◆ Exercise ◆
Please copy the following lines word for word.

◆ Raw data ◆
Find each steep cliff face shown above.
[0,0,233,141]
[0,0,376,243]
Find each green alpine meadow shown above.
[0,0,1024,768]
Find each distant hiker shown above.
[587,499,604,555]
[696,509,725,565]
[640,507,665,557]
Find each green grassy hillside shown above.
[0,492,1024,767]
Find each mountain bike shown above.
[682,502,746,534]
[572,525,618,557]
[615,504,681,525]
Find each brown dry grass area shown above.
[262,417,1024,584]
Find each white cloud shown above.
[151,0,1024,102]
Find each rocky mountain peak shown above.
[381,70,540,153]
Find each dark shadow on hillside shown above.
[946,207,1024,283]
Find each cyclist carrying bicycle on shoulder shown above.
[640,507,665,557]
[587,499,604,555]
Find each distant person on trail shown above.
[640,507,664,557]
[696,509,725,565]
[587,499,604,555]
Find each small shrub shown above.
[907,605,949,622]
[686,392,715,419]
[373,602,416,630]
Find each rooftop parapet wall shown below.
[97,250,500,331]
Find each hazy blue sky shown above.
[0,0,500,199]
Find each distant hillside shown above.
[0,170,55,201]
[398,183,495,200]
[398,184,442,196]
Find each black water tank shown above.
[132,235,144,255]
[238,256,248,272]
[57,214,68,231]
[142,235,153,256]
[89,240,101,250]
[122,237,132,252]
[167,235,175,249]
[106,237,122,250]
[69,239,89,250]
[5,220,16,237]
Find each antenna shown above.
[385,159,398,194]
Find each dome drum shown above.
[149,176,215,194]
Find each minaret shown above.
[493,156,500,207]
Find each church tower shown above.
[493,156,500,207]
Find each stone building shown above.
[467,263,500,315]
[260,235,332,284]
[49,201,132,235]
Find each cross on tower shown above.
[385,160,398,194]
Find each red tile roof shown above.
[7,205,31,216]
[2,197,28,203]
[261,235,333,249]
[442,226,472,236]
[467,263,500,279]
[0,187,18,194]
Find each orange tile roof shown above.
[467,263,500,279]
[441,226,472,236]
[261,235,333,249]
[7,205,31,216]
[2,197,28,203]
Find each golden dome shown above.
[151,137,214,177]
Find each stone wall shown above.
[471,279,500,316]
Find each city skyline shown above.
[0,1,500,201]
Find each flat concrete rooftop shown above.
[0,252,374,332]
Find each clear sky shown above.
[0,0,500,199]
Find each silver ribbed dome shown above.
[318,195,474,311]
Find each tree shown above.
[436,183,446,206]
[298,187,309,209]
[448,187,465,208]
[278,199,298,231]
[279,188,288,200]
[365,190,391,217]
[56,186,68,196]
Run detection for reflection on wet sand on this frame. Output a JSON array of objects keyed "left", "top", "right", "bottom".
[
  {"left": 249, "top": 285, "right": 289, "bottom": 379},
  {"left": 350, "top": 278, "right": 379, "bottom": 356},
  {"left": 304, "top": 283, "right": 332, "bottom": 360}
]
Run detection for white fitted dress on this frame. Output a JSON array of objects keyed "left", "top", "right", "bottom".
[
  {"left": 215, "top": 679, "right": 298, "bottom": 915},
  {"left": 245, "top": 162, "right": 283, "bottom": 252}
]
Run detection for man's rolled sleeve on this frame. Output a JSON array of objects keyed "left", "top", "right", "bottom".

◆ Response ◆
Find each steep cliff face shown above.
[0,0,233,141]
[0,0,376,243]
Find each green alpine meadow shown above.
[0,0,1024,768]
Find each distant hiker shown above.
[587,499,604,555]
[696,509,725,565]
[640,507,665,557]
Find each green grassy hillside shown above.
[0,492,1024,767]
Find each mountain bike shown above.
[682,502,746,534]
[572,525,618,557]
[615,504,681,525]
Find each brown dry grass area shown above.
[262,417,1024,584]
Find each white cloud shown above.
[151,0,1024,102]
Find each rocky mountain peak shown above.
[381,70,540,153]
Find each dark shadow on hillside shown above.
[946,207,1024,283]
Find each cyclist carrying bicycle on shoulder shown above.
[640,507,665,557]
[587,499,604,555]
Find each distant person on trail shown above.
[640,507,664,557]
[696,509,725,565]
[587,499,604,555]
Find each small shrub shown above.
[907,605,949,622]
[686,392,715,419]
[373,602,416,630]
Find each rooftop parapet wall shown below.
[97,250,500,331]
Find each hazy blue sky shown above.
[0,0,500,199]
Find each distant hillside shown above.
[0,170,55,201]
[398,183,495,200]
[398,184,442,196]
Find each black water tank shown above.
[132,235,144,255]
[238,256,248,272]
[57,214,68,231]
[142,235,153,256]
[89,240,101,250]
[122,237,132,252]
[167,235,175,249]
[106,237,122,250]
[69,239,89,250]
[5,220,16,237]
Find each antenna shown above.
[385,159,398,194]
Find each dome drum shown above.
[149,176,215,194]
Find each minaret shown above.
[493,156,500,207]
Find each church tower shown above.
[493,156,500,207]
Find each stone building shown above.
[467,263,500,315]
[260,235,332,284]
[49,201,132,235]
Find each cross on tower shown above.
[385,160,398,194]
Find each red tile roof shown above.
[7,205,31,216]
[2,197,28,203]
[261,235,333,249]
[442,226,472,236]
[467,263,500,279]
[0,187,18,194]
Find each orange tile roof shown above.
[467,263,500,279]
[441,226,472,236]
[261,235,333,249]
[7,205,31,216]
[2,197,28,203]
Find each golden dome shown above.
[151,137,214,177]
Find each stone wall shown above.
[471,279,500,316]
Find each city skyline shown above.
[0,1,500,201]
Find each flat concrete rooftop shown above.
[0,252,374,332]
Find each clear sky shown above.
[0,0,500,199]
Find each silver ribbed dome shown above.
[318,195,474,311]
Find each tree shown above.
[436,183,446,206]
[298,187,309,209]
[448,187,465,208]
[278,199,298,231]
[279,188,288,200]
[365,190,391,217]
[56,186,68,196]
Run detection for reflection on wet sand on this frame. Output a JSON array of objects keyed "left", "top", "right", "bottom".
[
  {"left": 249, "top": 285, "right": 289, "bottom": 379},
  {"left": 350, "top": 278, "right": 379, "bottom": 356},
  {"left": 304, "top": 283, "right": 332, "bottom": 360}
]
Run detection for white fitted dress on this frame. Output a JSON array of objects keyed "left", "top", "right", "bottom".
[
  {"left": 215, "top": 679, "right": 298, "bottom": 915},
  {"left": 245, "top": 162, "right": 283, "bottom": 252}
]
Run detection for man's rolled sleeve on this frame. Output a JSON array of objects keyed "left", "top", "right", "bottom".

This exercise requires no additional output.